Task to carry out
Rewrite the material below, changing "tree branch" to "oak limb" everywhere it appears and keeping everything else the same.
________
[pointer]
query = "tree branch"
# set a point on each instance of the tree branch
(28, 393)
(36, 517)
________
Output of the task
[pointer]
query = "oak limb"
# set a point on each instance of the oak limb
(28, 393)
(36, 517)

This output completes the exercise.